What this exercise asks:
1/ List the three place names given in the post about leaving the White Salmon shop, which appears below with the entries.
2/ Continue the post about leaving the White Salmon shop, which appears below with the entries, from its last line.

Study text:
§
I had a really hard time deciding to do this. I put so much energy into the White Salmon shop. I became the mom, it felt like. We had a pretty young staff, so I helped train alot of them, and I also knew where everything was. Ha. "Laurel, where's the lids?" Anyways. At first, I felt like I was giving up, going the easy route. And I hate quitting anything. But I think this is the right choice. I was needed there for a time, and that time is up. I'm getting pretty burned out being in charge, which kind of surprised me. I'm great with being organized, but it's the people side of thing that wears me out.

I've been working at 10-Speed for a year now. Crazy to think of all that's happened in that year. January is going to be nuts. There's tons of changes happening with the business. My boss is opening up another location in Hood River. Its going to be amazing. His dream has been to own a building, with more space and a full kitchen. He's finally getting that! It's going to be wonderful. Lots of seating, which the Heights location lacks, and space for more roasting. His clientele has grown so much this year, so he needs that. I'll be working a few shifts in this location as well, but for baking. He's planning on having this store open sometime this month.

Also happening in January is a new manager for the White Salmon store to replace me. Her name is Amber, and she is finishing up culinary school, and a degree in business management. Much more qualified for the job than I am. She is energetic, and originally from the area, so she already knows a large amount of the customers. She is a great fit.

I've been sick so much lately, and I'm curious to see if it is related with the stress of being manager. I'm excited for the changes ahead! Here's to 2012, and the changes ahead.

11.23.2011

small bites.
§
Data shown:
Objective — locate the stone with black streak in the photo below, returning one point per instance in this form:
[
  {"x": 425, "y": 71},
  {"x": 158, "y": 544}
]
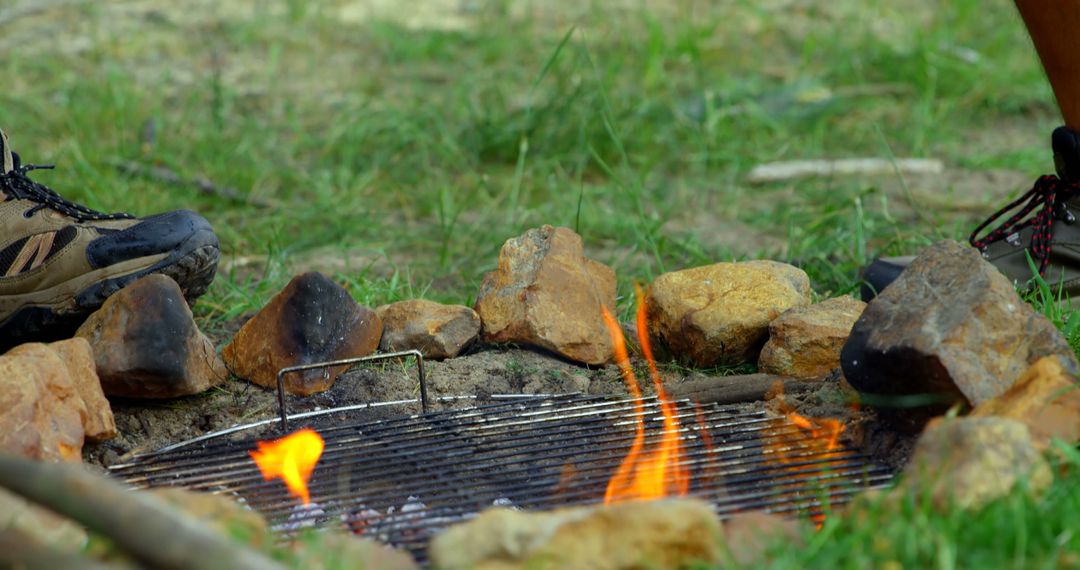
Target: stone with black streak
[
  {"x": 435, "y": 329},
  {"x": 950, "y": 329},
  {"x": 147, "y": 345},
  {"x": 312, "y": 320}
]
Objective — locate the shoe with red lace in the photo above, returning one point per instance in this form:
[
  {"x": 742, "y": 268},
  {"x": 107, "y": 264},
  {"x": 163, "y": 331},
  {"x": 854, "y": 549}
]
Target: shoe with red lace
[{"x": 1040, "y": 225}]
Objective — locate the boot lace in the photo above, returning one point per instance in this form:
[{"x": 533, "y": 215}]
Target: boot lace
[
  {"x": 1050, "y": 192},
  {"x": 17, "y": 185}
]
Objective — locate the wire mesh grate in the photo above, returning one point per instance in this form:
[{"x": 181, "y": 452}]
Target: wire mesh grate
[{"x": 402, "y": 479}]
§
Results for the exercise:
1/ White Salmon, Hood River, the Heights

2/
Life has been a bit overwhelming lately. For the whole Taylor clan, it seems. A couple of weeks ago, Grandpa Taylor fell and broke his hip. He has been in The Dalles hospital since then, in recovery. Doctors told Grandma, Janet and John, that Grandpa would need 24 hour care when he was released. The decision was made to have Grandma and Grandpa move into Janet and John's house (my in-law's). But it was only a week away. So, for the last week, its been a mad scramble to get the house ready for a move. Grandma is a realtor, and they've been trying to sell their house already. Looks like it might be selling in a few weeks. Praise God!

While all of this was happening, here's a few more things to add on top of it all.
- my car died. Not a big deal, John is a mechanic! Oh wait. He's slightly overwhelmed. So I've been hitching rides from family for the last week.
- Josh got poison oak again, while installing a window in Mosier. Poor thing. He's so allergic to the nasty stuff.
- Josh's work drill broke. I had been planning on buying him a new drill, one that he had his eye on, for Christmas. Well, merry early Christmas. We went and bought it that day.
- Our cruise in February fell through. I was a mess. Josh couldn't get time off work, because his boss is having shoulder surgery, and won't be able to lift anything for 6 months. At first, I called the cruise company, and tried to get our deposit on the tickets back. They said it wasn't possible. I went to work that evening, and Josh fixed it. He's my hero <3 So, hopefully we can go on a cruise, next year.
- And I got sick. awesome. probably from stress + lots of work + not enough sleep + cold season. duh.
I'm sure there's more, but that's the majority of it all. But really, we've been pretty calm through the whole thing. I believe it's God just giving us peace and clarity of mind, so that we can get stuff done for the family.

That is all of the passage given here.